Count the lines in the entries below that contain the string "positive", and state only that number.

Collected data
----------

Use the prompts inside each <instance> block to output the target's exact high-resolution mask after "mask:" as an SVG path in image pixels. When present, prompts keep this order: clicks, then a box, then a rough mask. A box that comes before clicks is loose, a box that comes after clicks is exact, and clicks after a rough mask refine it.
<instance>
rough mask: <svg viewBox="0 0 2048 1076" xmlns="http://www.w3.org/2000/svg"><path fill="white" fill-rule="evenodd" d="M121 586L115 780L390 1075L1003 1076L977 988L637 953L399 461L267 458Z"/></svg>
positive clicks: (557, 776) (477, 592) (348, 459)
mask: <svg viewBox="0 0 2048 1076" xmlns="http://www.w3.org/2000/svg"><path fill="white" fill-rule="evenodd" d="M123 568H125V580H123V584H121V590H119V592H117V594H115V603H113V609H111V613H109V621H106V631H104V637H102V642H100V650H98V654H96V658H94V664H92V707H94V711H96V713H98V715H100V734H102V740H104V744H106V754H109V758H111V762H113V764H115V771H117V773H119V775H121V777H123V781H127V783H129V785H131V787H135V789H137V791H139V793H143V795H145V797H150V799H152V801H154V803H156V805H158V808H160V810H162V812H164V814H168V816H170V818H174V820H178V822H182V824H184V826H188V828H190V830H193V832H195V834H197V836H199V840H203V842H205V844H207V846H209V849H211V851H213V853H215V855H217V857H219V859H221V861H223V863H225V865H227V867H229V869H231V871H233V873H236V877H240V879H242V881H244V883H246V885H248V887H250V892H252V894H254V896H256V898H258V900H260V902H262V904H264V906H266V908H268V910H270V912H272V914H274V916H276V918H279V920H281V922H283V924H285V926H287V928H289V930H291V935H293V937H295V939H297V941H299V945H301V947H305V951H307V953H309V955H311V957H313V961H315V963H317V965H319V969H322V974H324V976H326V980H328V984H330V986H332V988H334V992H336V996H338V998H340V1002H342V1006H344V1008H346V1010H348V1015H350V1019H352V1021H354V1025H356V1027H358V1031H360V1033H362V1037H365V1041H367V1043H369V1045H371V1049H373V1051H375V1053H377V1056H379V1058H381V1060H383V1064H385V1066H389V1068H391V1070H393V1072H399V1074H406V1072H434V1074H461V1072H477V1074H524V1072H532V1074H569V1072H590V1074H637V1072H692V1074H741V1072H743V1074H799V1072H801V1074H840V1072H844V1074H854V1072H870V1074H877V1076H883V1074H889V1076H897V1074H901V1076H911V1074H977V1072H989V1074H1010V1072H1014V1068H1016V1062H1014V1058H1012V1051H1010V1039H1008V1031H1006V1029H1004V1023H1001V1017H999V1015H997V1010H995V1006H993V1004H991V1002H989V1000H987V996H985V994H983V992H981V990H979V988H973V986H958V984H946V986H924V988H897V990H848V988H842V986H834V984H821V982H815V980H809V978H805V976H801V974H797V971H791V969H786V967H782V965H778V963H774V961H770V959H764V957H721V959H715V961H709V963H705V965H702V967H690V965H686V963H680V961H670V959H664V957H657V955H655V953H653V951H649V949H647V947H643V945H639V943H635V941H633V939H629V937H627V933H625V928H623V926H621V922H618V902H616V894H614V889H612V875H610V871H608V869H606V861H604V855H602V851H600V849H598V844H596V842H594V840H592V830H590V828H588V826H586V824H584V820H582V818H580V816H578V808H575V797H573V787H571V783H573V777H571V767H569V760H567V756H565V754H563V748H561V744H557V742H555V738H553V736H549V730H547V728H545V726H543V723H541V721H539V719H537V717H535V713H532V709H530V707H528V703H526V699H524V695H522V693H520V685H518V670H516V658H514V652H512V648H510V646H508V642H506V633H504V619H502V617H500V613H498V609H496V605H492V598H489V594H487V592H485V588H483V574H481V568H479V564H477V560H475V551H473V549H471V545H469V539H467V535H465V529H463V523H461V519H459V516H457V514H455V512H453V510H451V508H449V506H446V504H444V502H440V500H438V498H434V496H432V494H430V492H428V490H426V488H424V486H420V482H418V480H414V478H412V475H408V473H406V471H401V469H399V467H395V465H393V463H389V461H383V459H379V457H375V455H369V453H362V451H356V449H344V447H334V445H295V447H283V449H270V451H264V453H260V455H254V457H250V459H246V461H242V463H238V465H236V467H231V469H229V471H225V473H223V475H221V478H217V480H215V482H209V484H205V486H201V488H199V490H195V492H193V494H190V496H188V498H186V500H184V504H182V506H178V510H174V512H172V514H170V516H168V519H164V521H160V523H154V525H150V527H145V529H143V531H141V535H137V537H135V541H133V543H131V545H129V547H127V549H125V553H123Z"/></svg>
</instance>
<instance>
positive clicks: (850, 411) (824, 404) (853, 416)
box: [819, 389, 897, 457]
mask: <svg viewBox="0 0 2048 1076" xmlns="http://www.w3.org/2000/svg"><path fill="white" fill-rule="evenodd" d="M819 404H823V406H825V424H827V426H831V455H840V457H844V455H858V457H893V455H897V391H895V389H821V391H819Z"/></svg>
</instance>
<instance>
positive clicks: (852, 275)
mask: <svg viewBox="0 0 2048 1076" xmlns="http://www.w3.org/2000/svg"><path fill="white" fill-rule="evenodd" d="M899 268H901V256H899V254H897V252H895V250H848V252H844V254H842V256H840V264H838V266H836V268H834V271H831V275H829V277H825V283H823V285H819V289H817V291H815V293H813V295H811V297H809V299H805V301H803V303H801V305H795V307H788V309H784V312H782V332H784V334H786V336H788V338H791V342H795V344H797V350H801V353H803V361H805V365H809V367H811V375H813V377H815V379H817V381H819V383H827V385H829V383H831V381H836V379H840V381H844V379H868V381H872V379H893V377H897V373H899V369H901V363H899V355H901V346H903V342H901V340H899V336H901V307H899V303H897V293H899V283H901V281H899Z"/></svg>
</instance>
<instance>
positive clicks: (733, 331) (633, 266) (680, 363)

----------

- SOLUTION FOR THIS PROBLEM: 4